## Start

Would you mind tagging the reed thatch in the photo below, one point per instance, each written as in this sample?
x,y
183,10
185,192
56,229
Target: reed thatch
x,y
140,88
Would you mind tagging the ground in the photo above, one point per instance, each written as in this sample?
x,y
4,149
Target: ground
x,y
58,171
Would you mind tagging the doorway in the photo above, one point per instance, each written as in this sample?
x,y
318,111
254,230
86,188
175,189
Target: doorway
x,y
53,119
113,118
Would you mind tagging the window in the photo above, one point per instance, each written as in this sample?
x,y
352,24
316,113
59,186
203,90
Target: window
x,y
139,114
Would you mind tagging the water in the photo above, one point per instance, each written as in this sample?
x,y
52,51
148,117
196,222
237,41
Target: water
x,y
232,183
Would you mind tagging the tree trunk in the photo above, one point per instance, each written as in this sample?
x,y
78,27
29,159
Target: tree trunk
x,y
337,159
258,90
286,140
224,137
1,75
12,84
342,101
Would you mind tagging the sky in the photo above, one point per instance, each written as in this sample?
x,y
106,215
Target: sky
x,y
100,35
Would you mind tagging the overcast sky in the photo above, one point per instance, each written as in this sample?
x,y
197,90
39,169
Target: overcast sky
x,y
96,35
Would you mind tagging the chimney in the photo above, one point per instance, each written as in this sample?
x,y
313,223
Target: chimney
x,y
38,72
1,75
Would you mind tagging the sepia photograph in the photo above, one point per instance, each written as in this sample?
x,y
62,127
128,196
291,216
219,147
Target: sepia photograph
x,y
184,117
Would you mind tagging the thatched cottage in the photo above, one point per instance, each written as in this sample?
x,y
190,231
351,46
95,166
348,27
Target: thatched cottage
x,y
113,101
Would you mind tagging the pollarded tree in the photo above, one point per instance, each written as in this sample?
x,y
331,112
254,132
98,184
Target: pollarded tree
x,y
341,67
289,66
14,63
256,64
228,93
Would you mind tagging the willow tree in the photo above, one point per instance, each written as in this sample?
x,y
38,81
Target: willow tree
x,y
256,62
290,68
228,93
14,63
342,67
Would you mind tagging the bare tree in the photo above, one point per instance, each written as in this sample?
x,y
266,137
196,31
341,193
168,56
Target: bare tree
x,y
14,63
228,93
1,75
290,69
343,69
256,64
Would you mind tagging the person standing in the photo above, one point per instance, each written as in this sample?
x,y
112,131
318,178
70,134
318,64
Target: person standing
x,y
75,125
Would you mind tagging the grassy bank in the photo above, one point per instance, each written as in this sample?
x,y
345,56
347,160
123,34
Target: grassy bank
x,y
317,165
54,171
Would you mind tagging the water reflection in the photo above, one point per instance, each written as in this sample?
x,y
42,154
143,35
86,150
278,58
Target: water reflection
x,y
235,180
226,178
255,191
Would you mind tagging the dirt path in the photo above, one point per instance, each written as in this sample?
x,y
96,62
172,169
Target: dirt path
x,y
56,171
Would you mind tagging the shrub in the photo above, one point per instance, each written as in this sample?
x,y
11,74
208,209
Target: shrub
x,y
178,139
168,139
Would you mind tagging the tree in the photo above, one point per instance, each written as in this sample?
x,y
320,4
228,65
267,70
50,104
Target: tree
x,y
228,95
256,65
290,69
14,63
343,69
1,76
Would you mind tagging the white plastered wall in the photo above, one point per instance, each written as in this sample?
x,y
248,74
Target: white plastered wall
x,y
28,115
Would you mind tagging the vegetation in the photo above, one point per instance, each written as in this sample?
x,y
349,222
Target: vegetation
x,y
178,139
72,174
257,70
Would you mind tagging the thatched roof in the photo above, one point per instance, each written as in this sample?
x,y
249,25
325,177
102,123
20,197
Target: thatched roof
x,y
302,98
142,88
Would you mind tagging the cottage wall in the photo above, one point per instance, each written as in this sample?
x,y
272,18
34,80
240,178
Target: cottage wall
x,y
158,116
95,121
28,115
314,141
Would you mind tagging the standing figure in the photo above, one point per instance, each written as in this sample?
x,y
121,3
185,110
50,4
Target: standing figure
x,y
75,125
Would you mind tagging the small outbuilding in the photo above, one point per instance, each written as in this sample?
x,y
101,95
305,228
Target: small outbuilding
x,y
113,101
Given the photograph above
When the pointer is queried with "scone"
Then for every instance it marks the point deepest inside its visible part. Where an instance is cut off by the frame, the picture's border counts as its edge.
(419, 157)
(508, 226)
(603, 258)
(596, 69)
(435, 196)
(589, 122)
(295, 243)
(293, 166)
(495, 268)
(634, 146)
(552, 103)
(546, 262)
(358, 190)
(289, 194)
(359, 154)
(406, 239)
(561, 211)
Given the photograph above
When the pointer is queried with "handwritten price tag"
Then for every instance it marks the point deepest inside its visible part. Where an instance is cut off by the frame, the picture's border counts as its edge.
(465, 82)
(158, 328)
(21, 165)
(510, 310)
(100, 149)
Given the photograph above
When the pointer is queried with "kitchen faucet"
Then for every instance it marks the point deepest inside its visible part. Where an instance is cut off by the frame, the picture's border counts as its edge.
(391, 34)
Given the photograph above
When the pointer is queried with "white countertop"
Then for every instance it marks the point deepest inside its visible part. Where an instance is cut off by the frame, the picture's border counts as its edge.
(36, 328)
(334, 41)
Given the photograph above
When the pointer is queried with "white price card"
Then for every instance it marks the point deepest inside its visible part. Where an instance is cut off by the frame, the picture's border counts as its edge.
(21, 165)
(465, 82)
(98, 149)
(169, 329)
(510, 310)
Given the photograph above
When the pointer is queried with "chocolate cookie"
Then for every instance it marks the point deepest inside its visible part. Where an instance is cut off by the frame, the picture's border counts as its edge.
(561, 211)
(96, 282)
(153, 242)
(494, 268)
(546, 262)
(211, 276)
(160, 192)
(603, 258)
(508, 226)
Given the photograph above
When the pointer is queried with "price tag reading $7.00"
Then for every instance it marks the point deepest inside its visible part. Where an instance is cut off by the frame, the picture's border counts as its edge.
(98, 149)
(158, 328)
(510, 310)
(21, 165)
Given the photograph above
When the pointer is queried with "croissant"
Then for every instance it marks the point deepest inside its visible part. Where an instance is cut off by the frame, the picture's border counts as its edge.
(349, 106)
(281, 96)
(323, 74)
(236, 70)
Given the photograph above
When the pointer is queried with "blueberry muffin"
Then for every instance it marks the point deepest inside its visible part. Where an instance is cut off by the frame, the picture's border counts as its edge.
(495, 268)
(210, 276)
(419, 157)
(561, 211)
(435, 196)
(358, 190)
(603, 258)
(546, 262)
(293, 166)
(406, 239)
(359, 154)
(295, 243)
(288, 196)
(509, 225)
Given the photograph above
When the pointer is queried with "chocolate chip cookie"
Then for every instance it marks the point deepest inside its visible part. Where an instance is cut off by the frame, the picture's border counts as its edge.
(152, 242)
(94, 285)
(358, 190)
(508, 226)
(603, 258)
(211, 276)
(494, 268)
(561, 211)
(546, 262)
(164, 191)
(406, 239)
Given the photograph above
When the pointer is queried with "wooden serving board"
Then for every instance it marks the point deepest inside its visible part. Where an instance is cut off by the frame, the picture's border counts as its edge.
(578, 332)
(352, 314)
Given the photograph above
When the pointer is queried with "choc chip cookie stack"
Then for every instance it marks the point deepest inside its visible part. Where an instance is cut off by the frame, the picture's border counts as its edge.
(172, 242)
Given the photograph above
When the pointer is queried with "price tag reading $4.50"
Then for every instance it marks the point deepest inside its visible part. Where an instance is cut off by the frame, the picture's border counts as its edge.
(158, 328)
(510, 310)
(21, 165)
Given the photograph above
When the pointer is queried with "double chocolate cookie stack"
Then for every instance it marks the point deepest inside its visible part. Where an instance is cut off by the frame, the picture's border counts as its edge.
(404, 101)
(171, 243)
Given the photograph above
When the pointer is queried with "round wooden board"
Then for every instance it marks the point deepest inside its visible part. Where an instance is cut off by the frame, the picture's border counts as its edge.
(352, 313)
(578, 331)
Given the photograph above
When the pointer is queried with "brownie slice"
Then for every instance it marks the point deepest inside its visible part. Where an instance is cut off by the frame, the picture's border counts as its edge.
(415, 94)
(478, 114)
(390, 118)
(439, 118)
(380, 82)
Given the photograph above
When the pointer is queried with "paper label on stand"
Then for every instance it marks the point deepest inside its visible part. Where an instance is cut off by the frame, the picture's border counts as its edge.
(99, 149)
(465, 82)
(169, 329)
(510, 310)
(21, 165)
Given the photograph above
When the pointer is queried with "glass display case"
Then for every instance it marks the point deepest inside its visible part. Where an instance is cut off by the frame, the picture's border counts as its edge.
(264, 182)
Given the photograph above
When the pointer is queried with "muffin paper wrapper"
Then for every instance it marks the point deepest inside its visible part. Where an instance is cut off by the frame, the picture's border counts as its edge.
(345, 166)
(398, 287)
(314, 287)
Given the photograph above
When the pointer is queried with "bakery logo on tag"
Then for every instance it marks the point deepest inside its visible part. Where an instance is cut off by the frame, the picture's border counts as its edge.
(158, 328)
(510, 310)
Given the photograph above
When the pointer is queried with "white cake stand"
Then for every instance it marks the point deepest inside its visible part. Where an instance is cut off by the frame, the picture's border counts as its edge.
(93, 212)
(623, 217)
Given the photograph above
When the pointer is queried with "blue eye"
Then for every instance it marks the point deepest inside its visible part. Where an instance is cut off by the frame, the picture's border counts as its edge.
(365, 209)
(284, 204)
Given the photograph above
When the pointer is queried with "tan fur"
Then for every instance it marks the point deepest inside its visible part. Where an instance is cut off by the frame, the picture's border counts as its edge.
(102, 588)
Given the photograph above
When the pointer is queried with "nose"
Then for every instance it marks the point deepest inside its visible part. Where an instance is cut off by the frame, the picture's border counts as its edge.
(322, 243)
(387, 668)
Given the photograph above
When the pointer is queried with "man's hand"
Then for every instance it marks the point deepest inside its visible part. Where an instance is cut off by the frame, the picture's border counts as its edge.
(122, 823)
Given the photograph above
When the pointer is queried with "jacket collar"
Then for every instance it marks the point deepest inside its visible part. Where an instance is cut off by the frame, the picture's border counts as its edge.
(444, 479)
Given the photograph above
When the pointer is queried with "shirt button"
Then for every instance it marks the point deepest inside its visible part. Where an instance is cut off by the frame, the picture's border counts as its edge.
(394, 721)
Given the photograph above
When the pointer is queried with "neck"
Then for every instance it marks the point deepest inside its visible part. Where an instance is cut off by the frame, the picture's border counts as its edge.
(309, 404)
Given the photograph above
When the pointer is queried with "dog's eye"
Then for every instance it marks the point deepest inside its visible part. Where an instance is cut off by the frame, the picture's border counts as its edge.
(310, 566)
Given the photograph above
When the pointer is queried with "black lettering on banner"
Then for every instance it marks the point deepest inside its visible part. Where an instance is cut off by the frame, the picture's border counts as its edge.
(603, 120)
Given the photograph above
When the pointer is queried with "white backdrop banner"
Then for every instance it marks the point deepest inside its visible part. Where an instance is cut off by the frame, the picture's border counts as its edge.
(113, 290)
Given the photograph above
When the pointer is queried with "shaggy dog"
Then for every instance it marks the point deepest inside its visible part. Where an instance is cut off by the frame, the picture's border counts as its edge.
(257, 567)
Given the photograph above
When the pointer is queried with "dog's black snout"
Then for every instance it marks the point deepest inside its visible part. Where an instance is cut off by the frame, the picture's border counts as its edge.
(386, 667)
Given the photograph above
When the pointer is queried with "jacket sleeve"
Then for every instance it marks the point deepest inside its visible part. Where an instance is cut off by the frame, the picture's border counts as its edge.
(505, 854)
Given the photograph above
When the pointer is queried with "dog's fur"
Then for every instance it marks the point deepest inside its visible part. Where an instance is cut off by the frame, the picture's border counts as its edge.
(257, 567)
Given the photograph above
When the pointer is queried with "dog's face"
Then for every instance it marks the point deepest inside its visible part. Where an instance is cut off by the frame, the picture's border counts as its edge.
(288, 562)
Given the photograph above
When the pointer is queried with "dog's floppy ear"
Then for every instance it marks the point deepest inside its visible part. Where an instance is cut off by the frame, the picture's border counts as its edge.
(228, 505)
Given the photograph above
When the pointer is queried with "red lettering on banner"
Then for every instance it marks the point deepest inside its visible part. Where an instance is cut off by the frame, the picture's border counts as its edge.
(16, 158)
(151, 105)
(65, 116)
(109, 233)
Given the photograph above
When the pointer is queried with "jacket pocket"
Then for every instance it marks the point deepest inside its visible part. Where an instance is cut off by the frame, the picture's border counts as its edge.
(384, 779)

## End

#### Exercise task:
Pull out every line of the records that contains the word "white", treating case as significant.

#### Reply to the exercise:
Would you mind tagging the white plastered wall in the photo above, one point per instance, each written as in this sample?
Target: white plastered wall
When the pointer is queried with "white countertop"
When the pointer is queried with "white price card"
When the pointer is queried with "white cake stand"
When the pointer is queried with "white backdrop banner"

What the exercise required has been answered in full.